## [Data shown]
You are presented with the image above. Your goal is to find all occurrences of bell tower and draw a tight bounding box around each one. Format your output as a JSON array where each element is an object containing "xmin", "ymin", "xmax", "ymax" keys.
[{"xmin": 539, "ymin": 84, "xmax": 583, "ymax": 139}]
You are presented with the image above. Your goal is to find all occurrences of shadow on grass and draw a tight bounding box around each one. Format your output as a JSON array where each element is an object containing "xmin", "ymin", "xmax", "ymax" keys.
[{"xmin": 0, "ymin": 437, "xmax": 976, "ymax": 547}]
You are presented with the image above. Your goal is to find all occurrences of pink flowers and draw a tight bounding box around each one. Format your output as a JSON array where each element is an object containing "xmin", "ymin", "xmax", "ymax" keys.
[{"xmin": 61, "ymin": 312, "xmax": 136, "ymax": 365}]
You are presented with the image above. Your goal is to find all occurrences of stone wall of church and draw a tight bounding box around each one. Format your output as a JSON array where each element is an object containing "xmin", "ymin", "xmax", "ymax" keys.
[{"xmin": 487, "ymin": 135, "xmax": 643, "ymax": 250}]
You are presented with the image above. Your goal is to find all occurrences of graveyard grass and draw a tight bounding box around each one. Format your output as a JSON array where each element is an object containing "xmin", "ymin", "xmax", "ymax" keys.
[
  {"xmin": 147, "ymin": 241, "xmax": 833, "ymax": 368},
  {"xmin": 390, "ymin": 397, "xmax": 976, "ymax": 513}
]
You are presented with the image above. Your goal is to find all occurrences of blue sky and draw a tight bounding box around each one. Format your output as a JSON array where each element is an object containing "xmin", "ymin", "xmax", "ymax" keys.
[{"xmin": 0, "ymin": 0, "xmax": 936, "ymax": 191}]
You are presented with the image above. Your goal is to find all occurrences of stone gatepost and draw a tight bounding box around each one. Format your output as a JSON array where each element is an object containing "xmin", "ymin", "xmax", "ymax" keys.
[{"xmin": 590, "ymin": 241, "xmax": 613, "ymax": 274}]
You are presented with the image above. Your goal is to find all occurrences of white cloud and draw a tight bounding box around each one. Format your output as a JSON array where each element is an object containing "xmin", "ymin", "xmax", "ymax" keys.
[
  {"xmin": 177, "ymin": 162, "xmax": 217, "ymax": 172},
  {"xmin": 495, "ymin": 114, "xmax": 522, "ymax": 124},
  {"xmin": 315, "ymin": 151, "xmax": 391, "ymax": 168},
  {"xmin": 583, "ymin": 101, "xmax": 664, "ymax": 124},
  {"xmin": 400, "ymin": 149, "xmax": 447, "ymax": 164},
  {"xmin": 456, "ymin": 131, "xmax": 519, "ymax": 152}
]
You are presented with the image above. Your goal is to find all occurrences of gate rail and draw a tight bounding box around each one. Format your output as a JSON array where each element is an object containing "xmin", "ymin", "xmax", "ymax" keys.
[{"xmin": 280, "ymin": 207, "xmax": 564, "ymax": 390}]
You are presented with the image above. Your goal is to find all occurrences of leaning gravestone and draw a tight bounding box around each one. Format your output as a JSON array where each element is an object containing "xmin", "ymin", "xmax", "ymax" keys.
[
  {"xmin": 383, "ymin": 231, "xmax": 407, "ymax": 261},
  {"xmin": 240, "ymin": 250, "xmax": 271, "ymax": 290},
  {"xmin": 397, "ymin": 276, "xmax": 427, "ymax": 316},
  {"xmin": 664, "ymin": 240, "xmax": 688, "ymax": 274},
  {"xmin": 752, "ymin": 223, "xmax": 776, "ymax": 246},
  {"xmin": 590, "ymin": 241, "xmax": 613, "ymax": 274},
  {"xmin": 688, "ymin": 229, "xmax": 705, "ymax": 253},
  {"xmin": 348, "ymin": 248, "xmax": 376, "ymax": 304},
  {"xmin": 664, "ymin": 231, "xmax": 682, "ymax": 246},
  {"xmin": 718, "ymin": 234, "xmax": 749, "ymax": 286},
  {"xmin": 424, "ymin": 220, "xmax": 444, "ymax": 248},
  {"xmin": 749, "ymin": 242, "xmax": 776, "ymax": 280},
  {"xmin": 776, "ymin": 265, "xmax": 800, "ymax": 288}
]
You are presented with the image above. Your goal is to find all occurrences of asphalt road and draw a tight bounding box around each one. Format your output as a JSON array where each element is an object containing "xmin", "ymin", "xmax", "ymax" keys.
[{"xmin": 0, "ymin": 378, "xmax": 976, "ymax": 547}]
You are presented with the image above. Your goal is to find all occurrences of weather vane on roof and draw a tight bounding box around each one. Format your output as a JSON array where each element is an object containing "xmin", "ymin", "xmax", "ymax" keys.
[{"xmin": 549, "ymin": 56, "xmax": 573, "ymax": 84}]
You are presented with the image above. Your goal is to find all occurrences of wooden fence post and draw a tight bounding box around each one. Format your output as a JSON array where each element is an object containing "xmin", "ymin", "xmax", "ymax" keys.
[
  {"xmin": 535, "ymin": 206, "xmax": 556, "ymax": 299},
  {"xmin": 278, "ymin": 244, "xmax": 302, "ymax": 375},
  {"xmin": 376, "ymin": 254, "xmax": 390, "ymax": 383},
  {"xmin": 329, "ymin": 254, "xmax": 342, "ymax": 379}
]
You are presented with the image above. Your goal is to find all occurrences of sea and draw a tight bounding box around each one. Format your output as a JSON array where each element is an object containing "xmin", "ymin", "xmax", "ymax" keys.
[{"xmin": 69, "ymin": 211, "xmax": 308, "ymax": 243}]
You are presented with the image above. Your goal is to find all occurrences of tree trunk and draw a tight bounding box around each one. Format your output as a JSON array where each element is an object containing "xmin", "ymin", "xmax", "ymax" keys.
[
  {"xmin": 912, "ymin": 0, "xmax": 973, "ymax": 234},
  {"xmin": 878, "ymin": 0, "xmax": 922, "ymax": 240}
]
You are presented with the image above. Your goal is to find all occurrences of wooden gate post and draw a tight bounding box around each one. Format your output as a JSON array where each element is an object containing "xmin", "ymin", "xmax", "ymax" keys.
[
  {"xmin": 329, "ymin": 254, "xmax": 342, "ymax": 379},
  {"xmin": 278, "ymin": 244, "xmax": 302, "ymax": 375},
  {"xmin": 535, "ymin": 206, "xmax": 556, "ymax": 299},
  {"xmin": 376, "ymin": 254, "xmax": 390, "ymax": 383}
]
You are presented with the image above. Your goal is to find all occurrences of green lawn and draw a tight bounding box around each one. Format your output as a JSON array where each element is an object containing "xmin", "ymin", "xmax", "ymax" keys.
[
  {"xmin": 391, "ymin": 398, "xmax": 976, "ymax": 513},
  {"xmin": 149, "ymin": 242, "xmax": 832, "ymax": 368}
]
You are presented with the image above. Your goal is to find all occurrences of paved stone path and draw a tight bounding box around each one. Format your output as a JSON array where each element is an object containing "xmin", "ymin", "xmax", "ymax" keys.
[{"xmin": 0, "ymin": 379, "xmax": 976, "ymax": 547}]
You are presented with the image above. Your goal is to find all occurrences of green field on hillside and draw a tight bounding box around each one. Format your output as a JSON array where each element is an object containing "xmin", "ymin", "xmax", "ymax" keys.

## [Written instruction]
Return each line of the material above that contains the string "grass". Case counts when matching.

## [In response]
You are presented with the image above. Your goal is to find all occurrences of shadow on grass and draw a tight bounding box around each one. Format your output as a JSON array where each element is an object containing "xmin", "ymin", "xmax", "ymax" keys.
You are presented with the image above. Your goal is to find all occurrences of graveyard grass and draw a tight bounding box around each one. Format your output as a JSON array where each element is an object containing "xmin", "ymin", "xmax", "ymax" keys.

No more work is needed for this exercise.